--- Start SUPPLIED DATA ---

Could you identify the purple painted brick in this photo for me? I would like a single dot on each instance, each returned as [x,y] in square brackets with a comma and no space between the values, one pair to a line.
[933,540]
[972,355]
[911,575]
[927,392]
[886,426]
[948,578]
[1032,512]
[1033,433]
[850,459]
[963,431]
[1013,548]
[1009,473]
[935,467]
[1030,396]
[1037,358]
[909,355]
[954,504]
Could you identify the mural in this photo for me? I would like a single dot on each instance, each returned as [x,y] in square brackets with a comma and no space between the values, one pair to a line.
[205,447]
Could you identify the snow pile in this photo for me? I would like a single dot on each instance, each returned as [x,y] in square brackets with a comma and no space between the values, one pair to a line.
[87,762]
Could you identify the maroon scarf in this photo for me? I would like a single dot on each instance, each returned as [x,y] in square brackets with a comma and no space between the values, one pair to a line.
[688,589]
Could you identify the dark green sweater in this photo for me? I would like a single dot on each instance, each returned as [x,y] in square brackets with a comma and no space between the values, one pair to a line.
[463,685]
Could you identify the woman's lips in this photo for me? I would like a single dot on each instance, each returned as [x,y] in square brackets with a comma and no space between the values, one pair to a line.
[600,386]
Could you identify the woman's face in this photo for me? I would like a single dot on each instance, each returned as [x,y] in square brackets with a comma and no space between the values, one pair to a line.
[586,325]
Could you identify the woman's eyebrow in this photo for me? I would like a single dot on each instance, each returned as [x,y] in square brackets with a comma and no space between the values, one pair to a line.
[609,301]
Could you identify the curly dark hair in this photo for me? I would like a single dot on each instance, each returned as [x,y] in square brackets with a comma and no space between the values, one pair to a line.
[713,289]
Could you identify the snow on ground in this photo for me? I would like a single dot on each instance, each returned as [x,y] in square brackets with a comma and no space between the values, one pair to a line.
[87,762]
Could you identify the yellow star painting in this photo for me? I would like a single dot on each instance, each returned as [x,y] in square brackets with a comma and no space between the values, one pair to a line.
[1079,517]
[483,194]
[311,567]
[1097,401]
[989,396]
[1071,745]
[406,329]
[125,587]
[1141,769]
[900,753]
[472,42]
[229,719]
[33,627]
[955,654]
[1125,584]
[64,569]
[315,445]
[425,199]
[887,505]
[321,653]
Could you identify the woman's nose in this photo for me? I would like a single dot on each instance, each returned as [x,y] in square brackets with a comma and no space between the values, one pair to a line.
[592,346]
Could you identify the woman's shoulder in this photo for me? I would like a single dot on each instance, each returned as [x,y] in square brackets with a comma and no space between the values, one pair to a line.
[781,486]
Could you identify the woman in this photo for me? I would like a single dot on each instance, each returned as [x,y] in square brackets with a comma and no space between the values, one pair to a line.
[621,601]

--- End SUPPLIED DATA ---

Recopy the whole listing exactly.

SOLVED EXERCISE →
Could you identify the purple painted brick in this photo for me? I would like a single dot on each instance, each returned as [x,y] in square brackets with a comma and no space between the values, one pair to a line.
[933,540]
[972,355]
[911,575]
[927,392]
[886,426]
[948,578]
[1032,512]
[1033,433]
[850,459]
[963,431]
[1013,548]
[1009,473]
[935,467]
[1030,396]
[1037,358]
[909,355]
[954,504]
Could you identify the mural in this photo for me? I would like a single dot on each instance, each returned as [x,y] in square brackets with a comma and no space between the values, one pair to a line.
[205,447]
Could you identify the snow pile in this photo for me? I would like a single dot on each instance, each returned as [x,y] in square brackets with a comma and no space between the values, one pair to a line.
[87,762]
Could you identify the maroon scarf in this photo for me? I would like a single dot on each instance, each returned as [x,y] in square brackets with a comma and no space between the values, one pair to a line.
[688,589]
Could you identify the dark green sweater in this photo for me? I would like a single dot on each instance, each returned as [x,y] in square brackets with a comma and no space between the values, one pair to a line.
[463,685]
Could you identify the woman's lips in this photo for me? I would like a single dot on each instance, each returned as [x,y] in square brackets with a comma and no space between the values, one pair to a line.
[600,386]
Could you identify the woman's face in this photo for me? I would like a single dot on each instance, each returned as [x,y] in square brackets with a comma and no space between the values, one pair to a line.
[586,325]
Could you identify the woman's eyebrow in this photo for me? I would like a single dot on each instance, each returned as [x,y] in square brackets with a comma and no space between the values, one pair to a line.
[609,301]
Could you identify the curly dark hair in this photo for me? I would like a single dot on each instance, each returned as [x,y] in square brackets with a comma and no space between the values, one pair to a line.
[713,289]
Could you identify the snow on ground in this photo for me? I would like a single dot on each instance, each returned as [x,y] in square brackets with a comma and no space between the values, one pair to a line.
[87,762]
Could you identify the yellow star painting in this photo for me? I would like a single dot on each instance, each returned as [x,y] in square brackets with a comma and no space between the values, one pair to a line.
[1079,517]
[483,194]
[311,567]
[1097,401]
[989,396]
[1071,745]
[406,329]
[125,587]
[1141,769]
[900,753]
[472,42]
[229,719]
[33,627]
[955,654]
[1125,584]
[64,569]
[315,445]
[425,199]
[887,505]
[321,653]
Could you identify the woman's nose in this photo for me? I would like a single dot on each instance, each returned as [x,y] in square brackets with a comma and no space between the values, one pair to a line.
[592,346]
Could you identify the woman's shoulder in this photo for me? I would like a single dot on each instance, each returned as [x,y] in square brackets with a comma and no space between the values, one pair to a line.
[781,486]
Could you identify the woman in this photo for me? I would like a single dot on each instance, each returned as [x,y] in square brackets with a comma and no space between the values, one pair to a line.
[621,601]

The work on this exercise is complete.